将下列所有条目逐行重写，把答案中的每个坐标平移，x 与 y 各加 3，其余文字及格式样本中的数值保持不变；输出中省略图像。
━━━━━ 任务输入 ━━━━━
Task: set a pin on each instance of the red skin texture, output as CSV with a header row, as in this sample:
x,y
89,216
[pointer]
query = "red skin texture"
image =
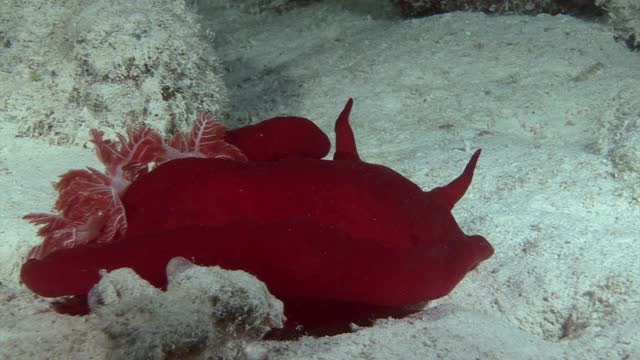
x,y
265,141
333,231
━━━━━
▸ **练习答案**:
Task: set a pin on each instance of the red skin texture, output as CSV with a header row, as in this sample:
x,y
89,216
[pointer]
query = "red skin texture"
image =
x,y
268,144
336,234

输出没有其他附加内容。